» EXTRACT TO READ:
# Craftsman DYT 4000 24hp Kohler - Hitting on One Cylinder



## gallowayb (Apr 20, 2010)

I have a Craftsman DYT 4000 with about 220 hours on it and on Friday it was running fine. On Sunday I had my son move it to get to the ATV. I heard the mower and it sounded terrible. I started it today and it sounds like it is running on one cylinder. There is spark to the non-firing side and the plug looked OK. I touched the exhaust on the non-firing side and it was cool. I'm guessing fuel starvation to the one cylinder. I used some 4 stroke carb cleaner (worked great on my Johnson outboard!) but the one cylinder will not fire. I can guarantee there's a spark, there's air, but I don't think there is fuel.

Has anyone had a similar problem? Is the solution to pull the carb and have it cleaned/rebuilt? I'm sort of handy, but time is not very plentiful these days.

» MATERIAL SUPPLIED:
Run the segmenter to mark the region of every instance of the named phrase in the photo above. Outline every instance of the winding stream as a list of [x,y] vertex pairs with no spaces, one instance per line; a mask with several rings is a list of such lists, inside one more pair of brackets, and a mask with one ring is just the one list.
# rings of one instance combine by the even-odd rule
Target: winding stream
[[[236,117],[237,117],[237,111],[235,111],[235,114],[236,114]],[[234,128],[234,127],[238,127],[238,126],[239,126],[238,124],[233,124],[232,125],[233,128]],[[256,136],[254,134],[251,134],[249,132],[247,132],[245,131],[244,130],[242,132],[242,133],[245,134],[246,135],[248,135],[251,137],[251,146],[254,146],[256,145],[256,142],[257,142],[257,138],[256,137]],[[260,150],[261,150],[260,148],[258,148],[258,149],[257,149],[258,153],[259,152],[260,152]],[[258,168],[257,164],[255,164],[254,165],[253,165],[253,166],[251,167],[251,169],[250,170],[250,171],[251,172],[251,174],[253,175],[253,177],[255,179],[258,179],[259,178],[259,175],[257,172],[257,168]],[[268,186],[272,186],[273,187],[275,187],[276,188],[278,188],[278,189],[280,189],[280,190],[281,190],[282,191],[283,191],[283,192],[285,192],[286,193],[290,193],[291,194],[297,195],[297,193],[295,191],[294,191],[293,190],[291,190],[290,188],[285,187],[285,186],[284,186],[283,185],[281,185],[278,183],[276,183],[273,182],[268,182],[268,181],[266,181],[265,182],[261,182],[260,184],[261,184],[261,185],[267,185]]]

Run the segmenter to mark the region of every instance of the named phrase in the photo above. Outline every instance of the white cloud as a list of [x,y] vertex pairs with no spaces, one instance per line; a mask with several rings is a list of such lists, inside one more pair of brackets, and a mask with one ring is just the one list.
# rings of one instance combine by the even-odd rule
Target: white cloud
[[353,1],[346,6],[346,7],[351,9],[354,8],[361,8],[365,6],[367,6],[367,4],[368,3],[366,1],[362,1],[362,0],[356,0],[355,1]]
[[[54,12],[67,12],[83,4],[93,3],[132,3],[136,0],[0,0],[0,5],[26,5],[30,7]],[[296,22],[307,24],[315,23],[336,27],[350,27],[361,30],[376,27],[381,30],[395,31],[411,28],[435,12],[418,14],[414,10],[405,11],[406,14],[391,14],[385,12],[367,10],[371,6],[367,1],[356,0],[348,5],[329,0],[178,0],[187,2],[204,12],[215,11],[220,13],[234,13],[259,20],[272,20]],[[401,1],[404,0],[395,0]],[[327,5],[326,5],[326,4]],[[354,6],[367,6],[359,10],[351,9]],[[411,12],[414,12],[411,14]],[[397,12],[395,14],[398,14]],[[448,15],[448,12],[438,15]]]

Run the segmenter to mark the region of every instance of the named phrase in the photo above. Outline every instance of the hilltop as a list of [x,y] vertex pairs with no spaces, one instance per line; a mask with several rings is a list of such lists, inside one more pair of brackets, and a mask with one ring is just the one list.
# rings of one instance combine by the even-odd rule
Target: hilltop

==

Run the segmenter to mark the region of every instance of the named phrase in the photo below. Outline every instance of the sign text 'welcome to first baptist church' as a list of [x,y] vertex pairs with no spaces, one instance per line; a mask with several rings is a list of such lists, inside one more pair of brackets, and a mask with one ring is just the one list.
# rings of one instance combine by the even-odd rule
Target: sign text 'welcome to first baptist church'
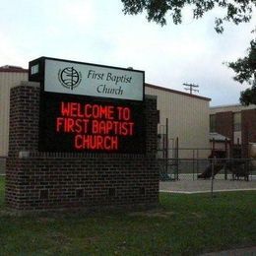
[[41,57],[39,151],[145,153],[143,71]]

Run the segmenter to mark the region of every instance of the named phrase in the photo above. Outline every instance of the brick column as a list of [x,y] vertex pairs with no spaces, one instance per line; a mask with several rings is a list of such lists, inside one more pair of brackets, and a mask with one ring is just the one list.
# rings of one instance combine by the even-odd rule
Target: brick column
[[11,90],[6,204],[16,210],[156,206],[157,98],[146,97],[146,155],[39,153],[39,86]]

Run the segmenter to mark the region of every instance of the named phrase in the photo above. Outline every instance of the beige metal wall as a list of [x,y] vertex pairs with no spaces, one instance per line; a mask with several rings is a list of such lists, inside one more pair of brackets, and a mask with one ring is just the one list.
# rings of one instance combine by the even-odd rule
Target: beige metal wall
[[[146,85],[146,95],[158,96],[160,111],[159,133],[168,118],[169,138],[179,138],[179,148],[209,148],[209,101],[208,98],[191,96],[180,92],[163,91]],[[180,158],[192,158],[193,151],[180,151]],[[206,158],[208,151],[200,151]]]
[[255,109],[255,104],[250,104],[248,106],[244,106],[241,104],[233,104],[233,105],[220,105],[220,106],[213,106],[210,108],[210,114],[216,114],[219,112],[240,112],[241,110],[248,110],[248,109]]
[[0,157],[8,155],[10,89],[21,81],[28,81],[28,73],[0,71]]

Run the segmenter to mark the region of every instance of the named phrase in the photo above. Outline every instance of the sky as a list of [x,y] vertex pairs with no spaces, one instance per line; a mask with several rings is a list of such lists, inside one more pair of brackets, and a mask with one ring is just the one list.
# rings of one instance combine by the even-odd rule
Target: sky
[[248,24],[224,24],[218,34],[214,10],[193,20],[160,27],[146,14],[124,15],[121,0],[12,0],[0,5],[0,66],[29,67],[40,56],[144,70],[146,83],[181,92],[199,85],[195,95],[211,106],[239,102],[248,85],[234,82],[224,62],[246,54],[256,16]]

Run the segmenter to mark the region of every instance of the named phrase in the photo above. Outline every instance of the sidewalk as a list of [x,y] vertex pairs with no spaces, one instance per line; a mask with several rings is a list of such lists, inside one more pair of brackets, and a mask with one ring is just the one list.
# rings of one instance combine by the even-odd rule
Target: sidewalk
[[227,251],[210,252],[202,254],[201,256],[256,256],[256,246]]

==

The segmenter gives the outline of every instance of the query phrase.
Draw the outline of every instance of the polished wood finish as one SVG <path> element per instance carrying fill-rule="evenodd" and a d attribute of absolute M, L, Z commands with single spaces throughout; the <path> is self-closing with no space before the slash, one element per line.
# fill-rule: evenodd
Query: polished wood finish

» DIRECTIVE 1:
From the forum post about the Craftsman mower, extract the passage from "## gallowayb (Apr" to "plentiful these days.".
» DIRECTIVE 2:
Translate the following sentence from the forum post about the Craftsman mower into French: "I touched the exhaust on the non-firing side and it was cool."
» DIRECTIVE 3:
Proceed with the forum post about the Craftsman mower running on one cylinder, starting after its final sentence.

» TASK RESPONSE 1:
## gallowayb (Apr 20, 2010)

I have a Craftsman DYT 4000 with about 220 hours on it and on Friday it was running fine. On Sunday I had my son move it to get to the ATV. I heard the mower and it sounded terrible. I started it today and it sounds like it is running on one cylinder. There is spark to the non-firing side and the plug looked OK. I touched the exhaust on the non-firing side and it was cool. I'm guessing fuel starvation to the one cylinder. I used some 4 stroke carb cleaner (worked great on my Johnson outboard!) but the one cylinder will not fire. I can guarantee there's a spark, there's air, but I don't think there is fuel.

Has anyone had a similar problem? Is the solution to pull the carb and have it cleaned/rebuilt? I'm sort of handy, but time is not very plentiful these days.

» TASK RESPONSE 2:
J'ai touché l'échappement du côté qui ne s'allume pas et il était froid.

» TASK RESPONSE 3:
Of note: the air filter was dirty. I cleaned the element and did my best to knock dust from the filter. Mower still only hit on 1 with the filter completely off.

Oil: it was low, just below the add mark. Stupid move to let it get down and not have changed it. I topped it off.

I really like the mower. It does a good job on my couple of acres.


----------



## Live Oak (Dec 22, 2003)

Welcome to Tractor Forum gallowayb! Have you done a compression check on the non-firing cylinder?


----------



## gallowayb (Apr 20, 2010)

Hey there, thanks for the response.

No, I have not done the compression check. I don't have the equipment to do that. I am starting to suspect a problem in that cylinder though. Not sure if there's a ring broken or something more sinister.

The carb looks clean and since it is a single carb it feeds both sides, it wouldn't be the cause of one running fine and one not firing at all. I'll see if I can see anything in the cylinder via the spark plug hole. If that doesn't reveal anything, I'll put it back together and swap the spark plugs around. If that's a no-go, then I'll probably trailer it to a small engine repair guy and see what's up next.

I don't see myself having the time to pull the head and do rings or replace a piston. I've got concrete work this week and will be lucky to find a minute outside of my real job and the extra-carriculars...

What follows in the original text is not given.